# TASK DETAILS
Would you write out the entries below, every one of them, exactly?

# PROVIDED DATA

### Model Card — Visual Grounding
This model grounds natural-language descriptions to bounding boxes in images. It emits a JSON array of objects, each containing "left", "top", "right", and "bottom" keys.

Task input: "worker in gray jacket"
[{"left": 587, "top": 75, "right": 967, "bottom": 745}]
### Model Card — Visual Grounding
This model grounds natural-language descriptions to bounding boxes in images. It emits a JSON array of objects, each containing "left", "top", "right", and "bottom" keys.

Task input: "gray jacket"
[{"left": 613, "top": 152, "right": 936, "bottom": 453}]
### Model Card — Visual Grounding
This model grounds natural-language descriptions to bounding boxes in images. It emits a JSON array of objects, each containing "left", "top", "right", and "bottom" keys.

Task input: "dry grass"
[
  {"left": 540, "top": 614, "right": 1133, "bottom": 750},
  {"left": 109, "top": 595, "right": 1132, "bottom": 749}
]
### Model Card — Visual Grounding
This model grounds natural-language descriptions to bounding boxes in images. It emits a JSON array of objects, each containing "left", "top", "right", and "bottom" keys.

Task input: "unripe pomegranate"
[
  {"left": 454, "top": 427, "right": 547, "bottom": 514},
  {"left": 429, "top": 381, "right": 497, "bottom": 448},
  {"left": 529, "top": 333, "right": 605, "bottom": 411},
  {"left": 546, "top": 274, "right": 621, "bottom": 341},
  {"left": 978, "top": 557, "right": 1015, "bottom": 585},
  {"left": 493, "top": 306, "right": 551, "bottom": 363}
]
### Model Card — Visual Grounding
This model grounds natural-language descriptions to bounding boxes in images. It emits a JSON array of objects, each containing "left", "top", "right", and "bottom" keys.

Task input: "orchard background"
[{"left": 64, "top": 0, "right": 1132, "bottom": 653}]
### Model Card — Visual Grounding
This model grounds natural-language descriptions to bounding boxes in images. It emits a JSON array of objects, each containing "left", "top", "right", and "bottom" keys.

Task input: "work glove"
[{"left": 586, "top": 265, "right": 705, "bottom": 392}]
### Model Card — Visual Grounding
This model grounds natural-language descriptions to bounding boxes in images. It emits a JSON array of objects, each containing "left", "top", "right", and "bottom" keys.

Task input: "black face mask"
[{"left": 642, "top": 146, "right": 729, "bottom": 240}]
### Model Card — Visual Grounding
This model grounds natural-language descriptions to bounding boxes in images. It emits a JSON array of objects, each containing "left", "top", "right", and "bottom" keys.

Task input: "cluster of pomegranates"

# WRITTEN RESPONSE
### Model Card — Visual Grounding
This model grounds natural-language descriptions to bounding boxes in images. It emits a JSON array of objects, each containing "left", "top", "right", and "bottom" keys.

Task input: "worker in gray jacket"
[{"left": 587, "top": 75, "right": 967, "bottom": 745}]
### Model Card — Visual Grounding
This model grounds natural-language descriptions to bounding boxes in images. It emits a JSON array of objects, each containing "left", "top", "right", and "bottom" keys.

Task input: "gray jacket"
[{"left": 613, "top": 152, "right": 936, "bottom": 453}]
### Model Card — Visual Grounding
This model grounds natural-language descriptions to bounding boxes in images. It emits a JSON array of objects, each containing "left", "top", "right", and "bottom" keys.

Task input: "dry grass"
[
  {"left": 540, "top": 614, "right": 1133, "bottom": 750},
  {"left": 109, "top": 595, "right": 1132, "bottom": 749}
]
### Model Card — Visual Grounding
This model grounds natural-language descriptions to bounding boxes in images. It emits a JSON array of objects, each containing "left", "top", "right", and "bottom" keys.

Task input: "unripe pomegranate"
[
  {"left": 454, "top": 427, "right": 547, "bottom": 514},
  {"left": 429, "top": 381, "right": 497, "bottom": 448},
  {"left": 529, "top": 333, "right": 605, "bottom": 411},
  {"left": 546, "top": 274, "right": 621, "bottom": 341},
  {"left": 978, "top": 557, "right": 1015, "bottom": 585},
  {"left": 493, "top": 306, "right": 551, "bottom": 363}
]
### Model Card — Visual Grounding
This model grounds natural-language descriptions to bounding boxes in images. It emits a JSON array of objects, each containing "left", "top", "right", and "bottom" keys.

Task input: "orchard background"
[{"left": 64, "top": 0, "right": 1132, "bottom": 653}]
### Model Card — Visual Grounding
This model grounds natural-language descriptions to bounding boxes in images. It emits a JSON array of objects, each containing "left", "top", "right", and "bottom" keys.

Task input: "work glove"
[{"left": 586, "top": 265, "right": 705, "bottom": 392}]
### Model Card — Visual Grounding
This model grounds natural-language descriptions to bounding boxes in images. It emits a JSON array of objects, each containing "left", "top", "right", and "bottom" keys.

Task input: "black face mask"
[{"left": 642, "top": 146, "right": 729, "bottom": 240}]
### Model Card — Visual Grounding
This model grounds natural-language descriptions to bounding boxes in images. It emits a JSON array of objects, each containing "left", "top", "right", and "bottom" keys.

Task input: "cluster of pomegranates"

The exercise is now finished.